## Source data
▽

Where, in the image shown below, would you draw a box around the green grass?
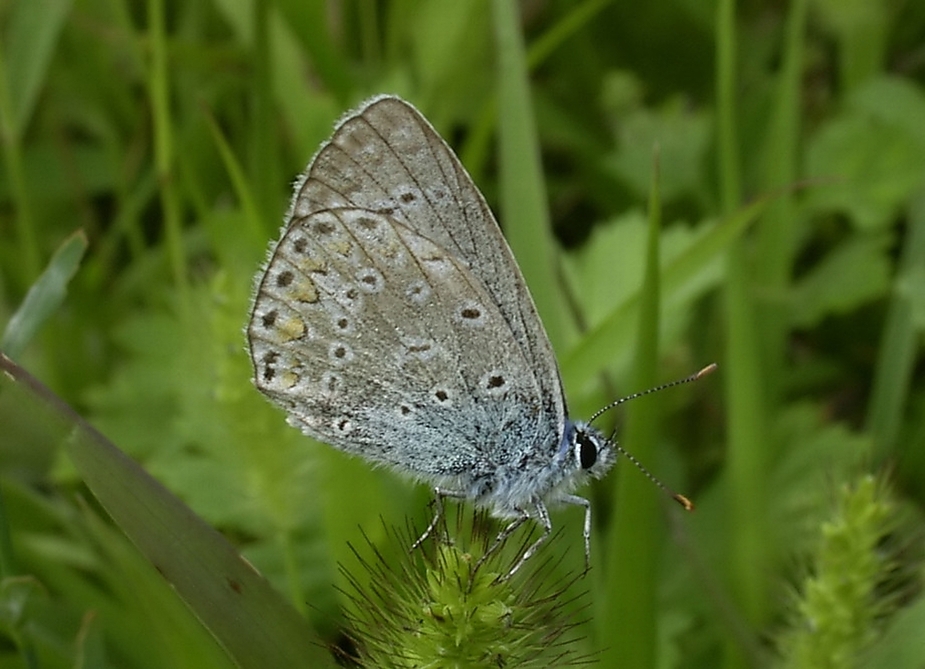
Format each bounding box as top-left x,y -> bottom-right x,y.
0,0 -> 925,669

△
▽

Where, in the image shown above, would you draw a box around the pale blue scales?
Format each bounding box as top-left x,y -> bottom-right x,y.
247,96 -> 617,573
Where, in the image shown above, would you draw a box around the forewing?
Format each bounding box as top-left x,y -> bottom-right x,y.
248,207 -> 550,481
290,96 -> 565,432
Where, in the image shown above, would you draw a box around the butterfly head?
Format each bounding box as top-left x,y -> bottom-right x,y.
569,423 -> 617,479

△
▽

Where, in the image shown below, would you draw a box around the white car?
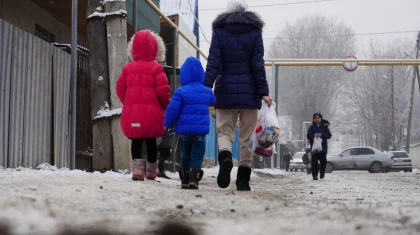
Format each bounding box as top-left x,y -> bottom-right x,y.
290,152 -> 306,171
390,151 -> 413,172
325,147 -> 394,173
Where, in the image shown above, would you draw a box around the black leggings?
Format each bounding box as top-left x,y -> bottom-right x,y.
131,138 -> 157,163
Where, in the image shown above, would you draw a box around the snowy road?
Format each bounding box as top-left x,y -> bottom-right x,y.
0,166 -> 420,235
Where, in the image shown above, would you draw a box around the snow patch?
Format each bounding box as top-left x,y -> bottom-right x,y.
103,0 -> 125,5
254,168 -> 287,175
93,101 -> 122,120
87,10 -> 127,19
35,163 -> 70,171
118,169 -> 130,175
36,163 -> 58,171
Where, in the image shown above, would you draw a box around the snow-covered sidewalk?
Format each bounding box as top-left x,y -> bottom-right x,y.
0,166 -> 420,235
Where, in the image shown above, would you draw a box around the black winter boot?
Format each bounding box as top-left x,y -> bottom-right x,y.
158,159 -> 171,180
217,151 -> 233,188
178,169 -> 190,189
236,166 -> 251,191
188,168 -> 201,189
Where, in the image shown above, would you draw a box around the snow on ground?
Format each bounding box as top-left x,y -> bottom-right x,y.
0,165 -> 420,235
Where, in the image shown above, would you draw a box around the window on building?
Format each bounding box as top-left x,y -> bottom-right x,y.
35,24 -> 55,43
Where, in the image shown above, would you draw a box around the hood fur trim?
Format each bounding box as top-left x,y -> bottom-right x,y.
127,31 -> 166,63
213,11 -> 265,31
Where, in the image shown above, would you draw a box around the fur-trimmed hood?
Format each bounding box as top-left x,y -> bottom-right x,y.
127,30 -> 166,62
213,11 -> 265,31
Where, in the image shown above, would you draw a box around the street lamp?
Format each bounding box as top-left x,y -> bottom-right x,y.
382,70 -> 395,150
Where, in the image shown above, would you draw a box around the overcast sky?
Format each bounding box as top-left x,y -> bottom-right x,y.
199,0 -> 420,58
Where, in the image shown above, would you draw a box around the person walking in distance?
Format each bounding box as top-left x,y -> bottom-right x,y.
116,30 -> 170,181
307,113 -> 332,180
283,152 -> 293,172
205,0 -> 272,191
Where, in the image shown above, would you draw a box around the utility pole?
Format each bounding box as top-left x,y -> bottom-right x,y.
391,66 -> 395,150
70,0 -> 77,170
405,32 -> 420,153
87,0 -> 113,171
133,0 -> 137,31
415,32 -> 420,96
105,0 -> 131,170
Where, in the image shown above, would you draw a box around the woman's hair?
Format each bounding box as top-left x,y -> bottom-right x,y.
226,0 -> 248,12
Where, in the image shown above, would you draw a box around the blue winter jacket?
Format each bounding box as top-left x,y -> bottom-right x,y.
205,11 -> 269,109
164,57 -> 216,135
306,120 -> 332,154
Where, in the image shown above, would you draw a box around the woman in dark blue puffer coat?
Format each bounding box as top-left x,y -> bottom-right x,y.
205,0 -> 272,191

△

## Your goal
Copy the records above word for word, from the line with "the butterfly head?" to the line with "569,423 -> 617,479", including both of those lines.

## Reply
Where, in the image shown above, would you draw a box around the butterfly head?
Format each bounding box as top-left x,y -> bottom-right x,y.
569,423 -> 617,479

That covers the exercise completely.